Count the lines in the records below that contain the string "wheel", treating case as significant, and give only that number.

— begin Entries supplied —

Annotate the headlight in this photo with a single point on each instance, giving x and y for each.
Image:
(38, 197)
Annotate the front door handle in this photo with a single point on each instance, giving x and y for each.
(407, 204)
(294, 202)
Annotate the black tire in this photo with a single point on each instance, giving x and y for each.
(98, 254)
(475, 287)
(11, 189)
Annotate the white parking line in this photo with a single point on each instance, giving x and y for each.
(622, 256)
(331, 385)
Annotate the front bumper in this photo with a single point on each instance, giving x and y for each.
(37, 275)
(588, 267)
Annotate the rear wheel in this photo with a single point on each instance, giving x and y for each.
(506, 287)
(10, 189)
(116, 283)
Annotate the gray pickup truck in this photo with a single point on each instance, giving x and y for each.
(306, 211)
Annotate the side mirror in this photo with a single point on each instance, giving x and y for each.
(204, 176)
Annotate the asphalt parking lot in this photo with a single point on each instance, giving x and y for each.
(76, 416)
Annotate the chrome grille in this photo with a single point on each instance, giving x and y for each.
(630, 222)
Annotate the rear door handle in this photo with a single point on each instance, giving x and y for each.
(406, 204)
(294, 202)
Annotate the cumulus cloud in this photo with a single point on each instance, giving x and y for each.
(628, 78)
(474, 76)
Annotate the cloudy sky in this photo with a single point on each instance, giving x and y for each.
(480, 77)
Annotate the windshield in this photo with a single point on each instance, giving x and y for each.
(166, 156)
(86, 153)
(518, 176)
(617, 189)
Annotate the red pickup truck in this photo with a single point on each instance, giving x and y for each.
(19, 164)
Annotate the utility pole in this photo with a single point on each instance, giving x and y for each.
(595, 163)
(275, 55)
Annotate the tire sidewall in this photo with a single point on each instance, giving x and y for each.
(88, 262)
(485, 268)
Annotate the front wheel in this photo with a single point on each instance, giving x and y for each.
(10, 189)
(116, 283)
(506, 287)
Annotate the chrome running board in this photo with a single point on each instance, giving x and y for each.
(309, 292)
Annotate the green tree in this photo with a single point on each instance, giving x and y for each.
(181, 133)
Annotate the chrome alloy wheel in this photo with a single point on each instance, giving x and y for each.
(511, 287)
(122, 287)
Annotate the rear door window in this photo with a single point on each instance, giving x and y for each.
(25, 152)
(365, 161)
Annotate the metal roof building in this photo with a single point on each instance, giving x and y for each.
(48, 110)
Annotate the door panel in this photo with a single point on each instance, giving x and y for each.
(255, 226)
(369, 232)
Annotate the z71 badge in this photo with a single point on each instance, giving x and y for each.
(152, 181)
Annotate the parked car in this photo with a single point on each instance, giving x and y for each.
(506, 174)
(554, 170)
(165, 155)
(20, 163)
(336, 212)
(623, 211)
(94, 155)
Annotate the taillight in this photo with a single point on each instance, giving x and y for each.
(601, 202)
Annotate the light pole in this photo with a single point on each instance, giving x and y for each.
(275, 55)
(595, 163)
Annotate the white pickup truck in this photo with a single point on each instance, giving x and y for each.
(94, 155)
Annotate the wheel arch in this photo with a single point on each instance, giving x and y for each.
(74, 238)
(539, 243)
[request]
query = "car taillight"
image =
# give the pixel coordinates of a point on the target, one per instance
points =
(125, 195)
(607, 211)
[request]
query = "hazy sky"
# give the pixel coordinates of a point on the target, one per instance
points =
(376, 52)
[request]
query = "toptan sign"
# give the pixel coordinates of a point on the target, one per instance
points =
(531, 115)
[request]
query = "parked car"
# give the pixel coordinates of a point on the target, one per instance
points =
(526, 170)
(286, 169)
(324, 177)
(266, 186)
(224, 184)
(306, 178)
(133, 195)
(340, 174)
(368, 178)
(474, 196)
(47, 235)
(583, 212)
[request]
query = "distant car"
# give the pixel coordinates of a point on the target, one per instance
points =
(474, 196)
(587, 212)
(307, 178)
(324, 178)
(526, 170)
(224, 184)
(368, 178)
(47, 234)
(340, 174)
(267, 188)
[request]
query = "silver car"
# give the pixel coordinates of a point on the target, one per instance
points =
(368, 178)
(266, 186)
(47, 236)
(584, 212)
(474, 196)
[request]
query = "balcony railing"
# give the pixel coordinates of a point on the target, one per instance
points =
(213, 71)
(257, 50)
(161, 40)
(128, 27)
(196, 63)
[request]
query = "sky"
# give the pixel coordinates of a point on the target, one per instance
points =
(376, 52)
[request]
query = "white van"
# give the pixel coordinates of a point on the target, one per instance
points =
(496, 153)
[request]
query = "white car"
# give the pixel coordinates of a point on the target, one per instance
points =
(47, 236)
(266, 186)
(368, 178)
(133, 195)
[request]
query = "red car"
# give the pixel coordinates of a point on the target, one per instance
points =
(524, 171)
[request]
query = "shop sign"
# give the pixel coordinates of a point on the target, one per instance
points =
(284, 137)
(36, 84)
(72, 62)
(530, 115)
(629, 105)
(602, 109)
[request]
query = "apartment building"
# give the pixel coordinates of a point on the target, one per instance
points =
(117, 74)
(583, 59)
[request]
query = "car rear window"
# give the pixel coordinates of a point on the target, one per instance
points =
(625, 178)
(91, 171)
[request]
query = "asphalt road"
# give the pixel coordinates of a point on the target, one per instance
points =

— end Entries supplied —

Final answer >> 4